Rewrite the lines from the line with "around the window?" to the line with "338,276 -> 350,288", keeping the requests and shifting every bounding box coordinate in the answers up by 105. Leave out all other lines.

— start of RECORDS PROVIDED —

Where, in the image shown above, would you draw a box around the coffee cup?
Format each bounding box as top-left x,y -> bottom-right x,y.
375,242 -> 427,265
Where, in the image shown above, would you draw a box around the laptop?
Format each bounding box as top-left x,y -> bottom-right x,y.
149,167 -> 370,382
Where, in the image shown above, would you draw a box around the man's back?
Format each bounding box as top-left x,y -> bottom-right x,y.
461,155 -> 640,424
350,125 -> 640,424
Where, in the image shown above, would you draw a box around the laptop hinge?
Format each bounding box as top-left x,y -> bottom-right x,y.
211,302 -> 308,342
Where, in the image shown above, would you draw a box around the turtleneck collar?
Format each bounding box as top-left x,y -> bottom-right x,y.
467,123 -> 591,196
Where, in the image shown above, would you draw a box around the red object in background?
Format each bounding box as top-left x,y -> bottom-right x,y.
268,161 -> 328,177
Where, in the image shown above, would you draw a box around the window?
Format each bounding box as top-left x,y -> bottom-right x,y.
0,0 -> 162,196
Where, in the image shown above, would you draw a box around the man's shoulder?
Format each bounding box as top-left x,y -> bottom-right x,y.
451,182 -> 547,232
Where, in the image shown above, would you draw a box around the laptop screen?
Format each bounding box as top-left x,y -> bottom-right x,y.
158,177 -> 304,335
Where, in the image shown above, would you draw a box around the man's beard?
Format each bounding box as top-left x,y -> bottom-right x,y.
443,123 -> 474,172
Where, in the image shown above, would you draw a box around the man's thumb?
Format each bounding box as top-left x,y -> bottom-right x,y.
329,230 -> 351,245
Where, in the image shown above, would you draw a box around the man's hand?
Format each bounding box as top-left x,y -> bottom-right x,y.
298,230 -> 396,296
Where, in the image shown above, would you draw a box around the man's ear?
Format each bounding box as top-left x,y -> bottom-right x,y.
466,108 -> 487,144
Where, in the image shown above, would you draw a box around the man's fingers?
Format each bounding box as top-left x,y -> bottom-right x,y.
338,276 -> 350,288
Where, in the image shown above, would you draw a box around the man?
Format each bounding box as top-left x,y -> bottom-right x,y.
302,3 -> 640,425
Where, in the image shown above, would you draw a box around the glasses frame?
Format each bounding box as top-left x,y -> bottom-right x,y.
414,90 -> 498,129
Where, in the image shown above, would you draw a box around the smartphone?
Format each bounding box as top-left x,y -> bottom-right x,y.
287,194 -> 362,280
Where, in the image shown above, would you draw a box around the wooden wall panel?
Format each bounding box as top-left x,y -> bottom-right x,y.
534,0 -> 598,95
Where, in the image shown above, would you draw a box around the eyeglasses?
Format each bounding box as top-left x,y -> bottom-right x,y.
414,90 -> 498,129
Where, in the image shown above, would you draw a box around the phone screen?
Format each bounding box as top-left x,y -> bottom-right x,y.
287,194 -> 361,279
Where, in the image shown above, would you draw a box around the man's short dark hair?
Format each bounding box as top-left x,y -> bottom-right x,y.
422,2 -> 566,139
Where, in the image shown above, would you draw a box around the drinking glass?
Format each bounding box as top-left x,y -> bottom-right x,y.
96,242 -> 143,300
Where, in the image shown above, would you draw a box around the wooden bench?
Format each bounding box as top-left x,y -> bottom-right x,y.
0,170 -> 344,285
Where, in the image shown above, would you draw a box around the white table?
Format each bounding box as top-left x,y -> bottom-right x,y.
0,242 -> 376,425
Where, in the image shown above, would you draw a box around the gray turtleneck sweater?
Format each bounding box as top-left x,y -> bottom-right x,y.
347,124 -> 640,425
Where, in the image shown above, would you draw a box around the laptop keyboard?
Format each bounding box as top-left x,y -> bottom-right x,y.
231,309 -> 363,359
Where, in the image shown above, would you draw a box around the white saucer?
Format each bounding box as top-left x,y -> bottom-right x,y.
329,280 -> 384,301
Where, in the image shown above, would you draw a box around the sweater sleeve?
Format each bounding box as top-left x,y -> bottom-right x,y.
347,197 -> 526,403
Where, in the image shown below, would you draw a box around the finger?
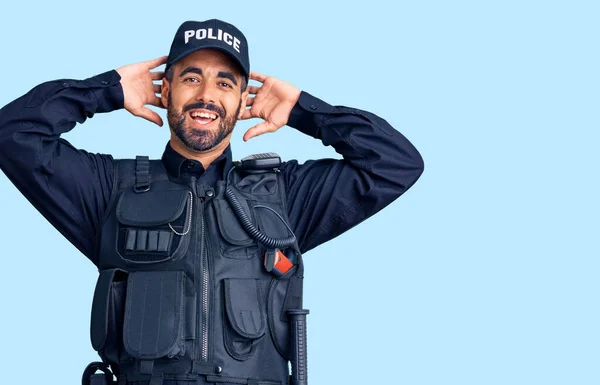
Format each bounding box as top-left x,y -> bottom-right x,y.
239,110 -> 258,120
250,72 -> 268,83
244,122 -> 275,142
147,96 -> 165,108
150,71 -> 165,80
246,86 -> 260,95
144,56 -> 168,69
134,107 -> 163,127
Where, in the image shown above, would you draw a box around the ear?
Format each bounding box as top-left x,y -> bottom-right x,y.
160,78 -> 171,108
238,86 -> 250,120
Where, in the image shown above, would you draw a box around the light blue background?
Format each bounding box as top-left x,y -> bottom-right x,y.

— end of RECORDS PROVIDED —

OUTPUT BELOW:
Where, in the image shown above, would you draw a box around the window?
Format each bounding box as top-left x,y -> bottom-right x,y.
105,105 -> 267,301
Where, in the image shown above, would you draw a box around the man's shoulder?
Format each bounding box as top-left x,y -> bottom-right x,y.
556,287 -> 652,337
Where, in the image shown above, would you draw a box around the laptop screen?
Format each bounding box as top-left x,y -> bottom-right x,y.
263,282 -> 409,440
Where, in the image shown above, would you draw a box around the man's beard?
Format each bounding box as top-left x,y -> bottom-right x,y.
548,228 -> 579,277
Where, in the image shown above, would you draw a box around the man's thumb?
Format each bounding box as top-left x,y -> bottom-right x,y.
434,335 -> 456,350
Where, in the image shown above, would you draw a box around the man's hand?
Format each bounding box as top-left x,y -> bottom-right x,y.
403,335 -> 501,401
Where, in the image shown above, would you draw a box around the man's ear?
Format each bounding box as top-left x,y -> bottom-right x,y.
571,213 -> 592,249
Where, in the image shown above, would you draw a box around the man's fingers?
Format each bounding box as top-left x,y -> bottom-right x,y.
443,381 -> 455,393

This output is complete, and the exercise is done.